Directions —
1: In the passage on socially engaged mystics, what food did the angry man at Shishu Bhavan have to eat?
2: For the passage on socially engaged mystics, do these statements agree with it? (a) Mother Teresa began her work with plenty of resources. (b) Collins says emotional energy shows up in feelings like confidence and enthusiasm. (c) As Dorothy Day and Mother Teresa became famous, they stopped serving people directly. Answer yes or no for each and quote the words that decide it.
3: In the passage on socially engaged mystics, list everything Dorothy Day calls her need in the quotation from "The Duty of Delight."

Selected text —

** start **

Mother Teresa—a more controversial example than Day and Maurin perhaps—felt that she was personally called by Jesus into the slums of Calcutta to care for the poorest of the poor. She followed that call with a vow of poverty, and began her work with no resources or protection. She used her nursing training to care for the sick and dying, and taught all those who served with her that each person who came to them was “Jesus in his most disturbing form.” As with the Catholic Worker movement, to serve others was to have direct contact with the divine—or as Mother Teresa explained it:
“Once there came to Shishu Bhavan a man who was…so bitter and so angry when he spoke to me, because he had to eat that kitcheree. [a rice and lentil dish] And then...I could look him straight in the eyes and I could tell him: “Every day I eat the same food—kitcheree. As soon as he heard that, he seemed to feel a great consolation, and he went away at peace. I thank God that at least one person was saved from despair because I share the food of the poor.”
Second, living in equality cultivates shared experience with, rather than pity for, the poor—a sense that ‘we are all in the same boat.’ A commitment to poverty offered the potential for shared perspectives to develop across strict social divides. Both Mother Theresa and Dorothy Day were deeply, personally religious, but they served anyone who asked for their support, regardless of their faith or lack of it.
In their published papers, both women wrote that they experienced Jesus directly in serving the poor. This is not to say that all of their interactions were mystical, but rather that the capacity to generate mystical experience through working with others was important in sustaining their activities. This capacity kept them motivated and emotionally buoyed up while doing such demanding work over the long course of a lifetime.
The sociologist Randall Collins argues that people are motivated by emotional energy, which manifests in feelings like confidence and enthusiasm. When social interactions go well, all those involved increase their emotional energy. But in order for this to happen, such interactions need to have what Collins describes as a “shared mood, bodily co-presence, and a shared focus of attention.” When these conditions are not present, people actually lose emotional energy—as when they are positioned as the less powerful person in a power-based interaction.
The sense of ‘shared mood’ that social mystics cultivate is particularly important in social action, because so many conventional ‘helping’ relationships are distant and unequal. So they tend to become interactions in which emotional energy is siphoned away from less powerful people by the more powerful. But face-to-face interactions motivated by shared experience can generate emotional energy for everyone involved. That’s because—despite differences in status—they are grounded in a sense of unity and equality which are characteristic of mystical experience.
Third, socially-engaged mystics exemplify the other attributes that Collins singled out as key to a healthy emotional dynamic: ‘bodily co-presence and a shared focus of attention.’ Even as Dorothy Day and Mother Theresa grew in fame and influence, they never stopped serving people directly. “[T]o be present, to be available to men, to see Jesus in the poor, to welcome, to be hospitable, to love! This is my need” was how Day put it in her book “The Duty of Delight.” Mother Theresa expanded on the same theme like this:
“I never forget the man I picked up from an open drain—except for his face…worms were crawling on his body…I took him out, took him to our house…By the time we finished cleaning him, he died. But there was such a radiating look on his face, I’ve never seen that kind of joy—real—the joy that Jesus came to give us.”

** end **

Records shown —
** start **

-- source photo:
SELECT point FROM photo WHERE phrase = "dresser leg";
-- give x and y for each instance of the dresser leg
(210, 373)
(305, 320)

** end **

Expected answers —
1: Kitcheree, a rice and lentil dish.

2:
(a) No: "began her work with no resources or protection."
(b) Yes: "which manifests in feelings like confidence and enthusiasm."
(c) No: "they never stopped serving people directly."

3:
- to be present
- to be available to men
- to see Jesus in the poor
- to welcome
- to be hospitable
- to love